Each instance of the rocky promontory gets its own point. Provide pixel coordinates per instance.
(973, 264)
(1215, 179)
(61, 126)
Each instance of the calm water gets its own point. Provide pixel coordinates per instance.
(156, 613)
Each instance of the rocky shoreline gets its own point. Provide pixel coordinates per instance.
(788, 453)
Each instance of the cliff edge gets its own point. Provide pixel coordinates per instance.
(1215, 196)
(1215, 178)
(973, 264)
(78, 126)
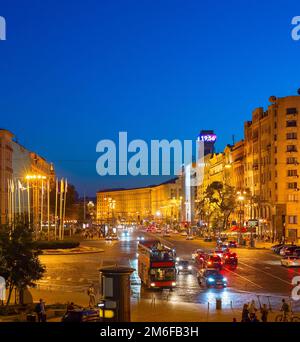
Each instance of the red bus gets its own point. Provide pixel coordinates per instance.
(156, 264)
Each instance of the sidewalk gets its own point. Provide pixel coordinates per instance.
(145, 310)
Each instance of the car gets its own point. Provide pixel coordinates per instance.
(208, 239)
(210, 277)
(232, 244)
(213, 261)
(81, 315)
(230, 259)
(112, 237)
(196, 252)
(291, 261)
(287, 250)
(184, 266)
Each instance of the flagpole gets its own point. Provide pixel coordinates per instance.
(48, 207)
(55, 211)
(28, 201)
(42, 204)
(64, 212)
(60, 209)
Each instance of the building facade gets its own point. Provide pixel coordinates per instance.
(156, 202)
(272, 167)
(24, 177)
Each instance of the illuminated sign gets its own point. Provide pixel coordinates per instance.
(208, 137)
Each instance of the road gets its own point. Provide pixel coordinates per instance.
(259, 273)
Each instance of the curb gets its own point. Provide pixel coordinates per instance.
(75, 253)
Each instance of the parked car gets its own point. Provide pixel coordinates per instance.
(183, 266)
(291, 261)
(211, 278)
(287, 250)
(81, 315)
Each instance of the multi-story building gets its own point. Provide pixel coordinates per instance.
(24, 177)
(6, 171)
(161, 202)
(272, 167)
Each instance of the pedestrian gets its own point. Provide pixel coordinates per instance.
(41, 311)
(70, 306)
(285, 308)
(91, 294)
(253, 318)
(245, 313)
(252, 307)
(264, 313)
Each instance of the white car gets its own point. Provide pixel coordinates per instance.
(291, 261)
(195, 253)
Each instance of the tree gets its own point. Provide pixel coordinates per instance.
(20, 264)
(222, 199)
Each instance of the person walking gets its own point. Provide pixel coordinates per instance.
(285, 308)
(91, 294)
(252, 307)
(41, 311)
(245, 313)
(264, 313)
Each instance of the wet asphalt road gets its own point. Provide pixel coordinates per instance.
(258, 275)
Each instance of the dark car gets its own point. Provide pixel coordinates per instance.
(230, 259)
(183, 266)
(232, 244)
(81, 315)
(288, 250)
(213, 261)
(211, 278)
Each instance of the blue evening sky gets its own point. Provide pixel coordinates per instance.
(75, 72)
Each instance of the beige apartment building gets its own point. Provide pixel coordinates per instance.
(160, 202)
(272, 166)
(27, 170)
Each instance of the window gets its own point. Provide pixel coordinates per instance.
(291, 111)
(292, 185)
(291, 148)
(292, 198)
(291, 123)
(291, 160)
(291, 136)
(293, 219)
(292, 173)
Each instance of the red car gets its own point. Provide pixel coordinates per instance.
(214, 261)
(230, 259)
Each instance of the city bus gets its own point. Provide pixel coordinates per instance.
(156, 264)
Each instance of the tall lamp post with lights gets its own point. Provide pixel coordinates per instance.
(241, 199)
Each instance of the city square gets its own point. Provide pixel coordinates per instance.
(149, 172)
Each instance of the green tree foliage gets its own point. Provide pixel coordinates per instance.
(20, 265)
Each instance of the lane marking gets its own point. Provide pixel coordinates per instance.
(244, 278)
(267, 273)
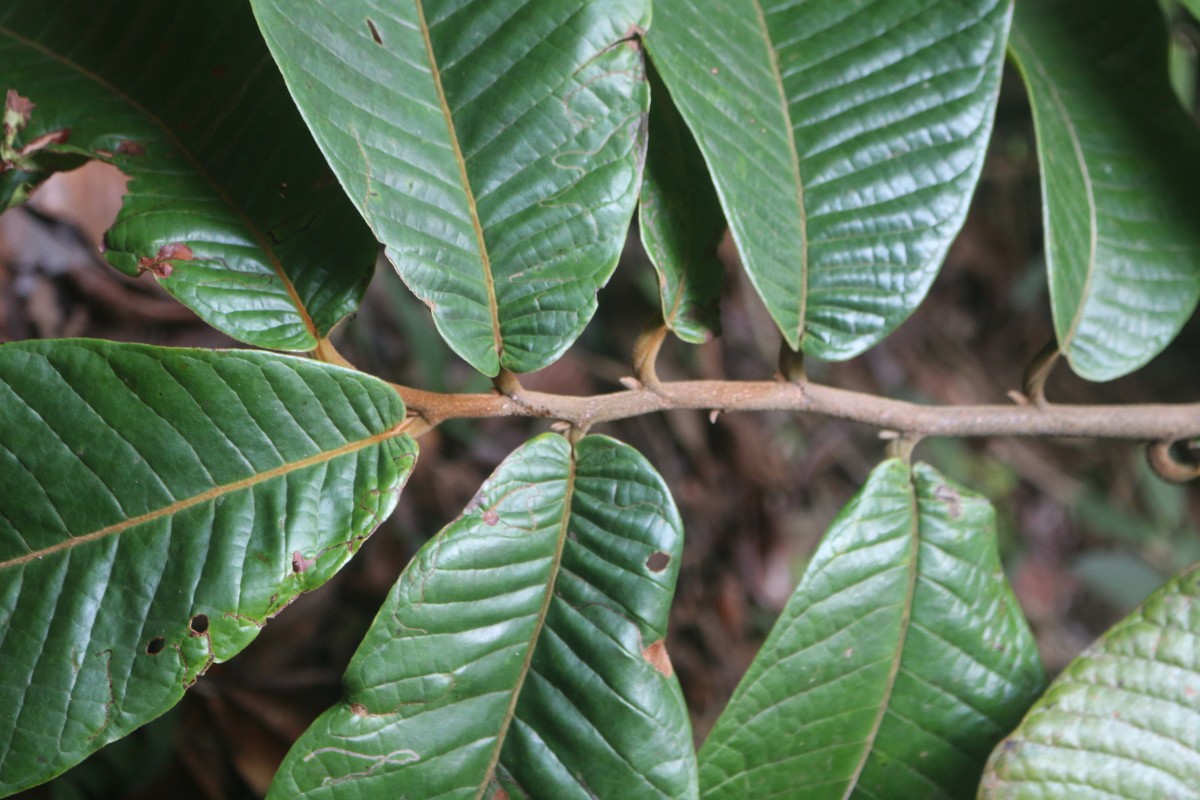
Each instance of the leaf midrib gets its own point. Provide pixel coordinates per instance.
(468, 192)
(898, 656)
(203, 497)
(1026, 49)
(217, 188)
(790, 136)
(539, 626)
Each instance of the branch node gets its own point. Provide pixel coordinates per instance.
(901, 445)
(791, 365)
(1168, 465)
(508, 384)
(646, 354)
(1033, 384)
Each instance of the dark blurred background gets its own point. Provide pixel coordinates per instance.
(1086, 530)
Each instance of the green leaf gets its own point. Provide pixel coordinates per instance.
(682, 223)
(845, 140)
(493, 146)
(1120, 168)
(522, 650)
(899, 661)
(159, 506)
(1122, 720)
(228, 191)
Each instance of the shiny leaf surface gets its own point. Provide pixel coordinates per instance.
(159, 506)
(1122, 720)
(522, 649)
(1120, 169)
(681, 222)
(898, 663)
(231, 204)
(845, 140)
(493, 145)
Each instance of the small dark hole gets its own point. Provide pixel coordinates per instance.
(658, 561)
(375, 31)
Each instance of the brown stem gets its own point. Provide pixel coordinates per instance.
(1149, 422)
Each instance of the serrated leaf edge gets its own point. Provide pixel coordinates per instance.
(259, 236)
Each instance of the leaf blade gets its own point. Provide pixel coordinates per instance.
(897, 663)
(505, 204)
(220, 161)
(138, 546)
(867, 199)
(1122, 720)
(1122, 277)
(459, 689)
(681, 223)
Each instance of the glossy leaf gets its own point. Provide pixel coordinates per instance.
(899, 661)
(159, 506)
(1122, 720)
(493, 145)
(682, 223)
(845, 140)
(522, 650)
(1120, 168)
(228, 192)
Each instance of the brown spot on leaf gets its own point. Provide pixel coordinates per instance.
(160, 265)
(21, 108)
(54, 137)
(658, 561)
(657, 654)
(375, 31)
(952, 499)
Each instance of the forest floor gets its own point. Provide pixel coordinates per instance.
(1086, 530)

########

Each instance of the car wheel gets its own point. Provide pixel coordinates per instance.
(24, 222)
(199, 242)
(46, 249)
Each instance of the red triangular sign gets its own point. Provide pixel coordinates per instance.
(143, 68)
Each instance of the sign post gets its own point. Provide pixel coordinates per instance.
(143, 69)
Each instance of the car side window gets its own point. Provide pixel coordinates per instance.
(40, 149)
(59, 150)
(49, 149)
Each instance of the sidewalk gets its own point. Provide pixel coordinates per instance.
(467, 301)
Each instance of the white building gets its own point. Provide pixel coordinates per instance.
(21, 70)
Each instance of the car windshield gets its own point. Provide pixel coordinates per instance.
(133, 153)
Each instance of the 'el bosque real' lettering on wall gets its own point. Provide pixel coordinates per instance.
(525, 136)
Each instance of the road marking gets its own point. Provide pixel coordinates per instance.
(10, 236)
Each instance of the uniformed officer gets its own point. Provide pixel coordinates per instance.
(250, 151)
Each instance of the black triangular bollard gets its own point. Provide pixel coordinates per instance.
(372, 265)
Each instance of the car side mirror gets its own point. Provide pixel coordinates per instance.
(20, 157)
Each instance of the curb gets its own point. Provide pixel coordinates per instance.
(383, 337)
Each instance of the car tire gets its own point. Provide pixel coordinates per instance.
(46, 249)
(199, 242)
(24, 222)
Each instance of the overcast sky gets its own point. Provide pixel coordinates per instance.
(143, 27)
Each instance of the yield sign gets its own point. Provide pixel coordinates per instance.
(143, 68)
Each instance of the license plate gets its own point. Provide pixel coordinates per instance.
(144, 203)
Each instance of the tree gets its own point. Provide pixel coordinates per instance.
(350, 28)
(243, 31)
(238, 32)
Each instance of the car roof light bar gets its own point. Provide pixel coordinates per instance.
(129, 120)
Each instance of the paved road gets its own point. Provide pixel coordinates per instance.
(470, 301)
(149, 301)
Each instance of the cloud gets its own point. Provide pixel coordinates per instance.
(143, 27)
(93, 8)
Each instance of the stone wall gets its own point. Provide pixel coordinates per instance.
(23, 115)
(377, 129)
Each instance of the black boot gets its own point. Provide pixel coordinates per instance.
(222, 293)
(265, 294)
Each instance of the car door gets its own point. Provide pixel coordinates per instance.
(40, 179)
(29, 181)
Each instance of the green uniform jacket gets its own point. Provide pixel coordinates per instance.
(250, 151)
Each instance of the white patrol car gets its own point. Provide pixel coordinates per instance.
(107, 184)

########

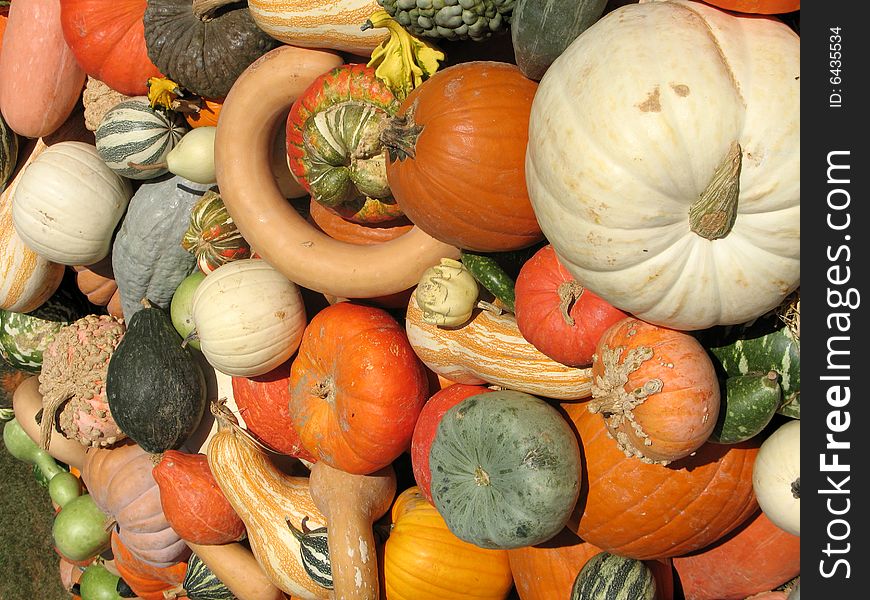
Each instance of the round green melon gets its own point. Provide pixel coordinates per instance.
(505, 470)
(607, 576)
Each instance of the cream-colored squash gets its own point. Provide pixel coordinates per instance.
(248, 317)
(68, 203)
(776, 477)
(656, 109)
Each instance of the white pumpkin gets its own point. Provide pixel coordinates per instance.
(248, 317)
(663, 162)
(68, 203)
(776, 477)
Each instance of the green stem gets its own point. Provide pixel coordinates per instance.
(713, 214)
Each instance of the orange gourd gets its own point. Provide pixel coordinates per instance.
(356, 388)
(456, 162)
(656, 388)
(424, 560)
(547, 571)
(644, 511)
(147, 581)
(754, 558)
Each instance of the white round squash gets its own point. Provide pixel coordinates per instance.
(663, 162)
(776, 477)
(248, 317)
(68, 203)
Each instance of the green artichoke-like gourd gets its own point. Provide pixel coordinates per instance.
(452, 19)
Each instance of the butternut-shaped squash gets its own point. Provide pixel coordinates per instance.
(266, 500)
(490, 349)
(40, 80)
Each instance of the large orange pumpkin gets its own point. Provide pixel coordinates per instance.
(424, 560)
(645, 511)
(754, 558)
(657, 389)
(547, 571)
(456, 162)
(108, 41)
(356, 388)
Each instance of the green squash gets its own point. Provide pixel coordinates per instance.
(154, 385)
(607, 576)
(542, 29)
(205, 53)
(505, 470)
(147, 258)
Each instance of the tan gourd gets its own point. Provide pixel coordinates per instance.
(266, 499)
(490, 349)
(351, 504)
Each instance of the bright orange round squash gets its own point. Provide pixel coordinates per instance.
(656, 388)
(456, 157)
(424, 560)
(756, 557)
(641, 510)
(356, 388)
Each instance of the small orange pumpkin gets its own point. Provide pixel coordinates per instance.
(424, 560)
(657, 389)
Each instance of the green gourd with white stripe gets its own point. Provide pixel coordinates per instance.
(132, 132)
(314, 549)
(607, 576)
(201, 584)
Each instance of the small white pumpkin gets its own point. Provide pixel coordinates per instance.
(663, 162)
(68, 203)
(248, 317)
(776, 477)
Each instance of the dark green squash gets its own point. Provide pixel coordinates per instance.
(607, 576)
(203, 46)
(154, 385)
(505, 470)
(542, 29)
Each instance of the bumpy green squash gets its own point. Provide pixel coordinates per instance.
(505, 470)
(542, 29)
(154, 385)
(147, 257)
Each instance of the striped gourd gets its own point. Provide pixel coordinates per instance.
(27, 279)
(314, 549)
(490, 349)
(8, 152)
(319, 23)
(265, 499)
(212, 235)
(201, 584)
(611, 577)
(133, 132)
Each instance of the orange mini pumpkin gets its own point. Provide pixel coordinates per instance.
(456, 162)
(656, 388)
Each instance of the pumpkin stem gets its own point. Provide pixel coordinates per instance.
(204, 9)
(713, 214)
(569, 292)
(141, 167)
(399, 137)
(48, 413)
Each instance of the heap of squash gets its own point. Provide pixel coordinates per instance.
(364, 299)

########

→ WHAT NEEDS TO BE DONE: Can you repeat the data above word for word, starting at the line that contains "Each instance of the green tree" and ending after the line that contains "(1033, 384)"? Leave any pictures out of your answer.

→ OUTPUT FOR THIS TASK:
Each instance of the green tree foliage gets its own point. Provide pixel coordinates per instance.
(20, 265)
Each instance of the lane marking gets its own point. Provide pixel coordinates per instance.
(244, 278)
(267, 273)
Each instance of the leaf midrib gets its own point. Provide pixel coordinates per instance.
(468, 192)
(898, 656)
(203, 497)
(1026, 49)
(217, 188)
(790, 136)
(539, 626)
Each instance of the branch node gets its own point. Provide pixel coordinates per instance.
(901, 445)
(791, 365)
(1168, 465)
(508, 384)
(646, 354)
(1033, 384)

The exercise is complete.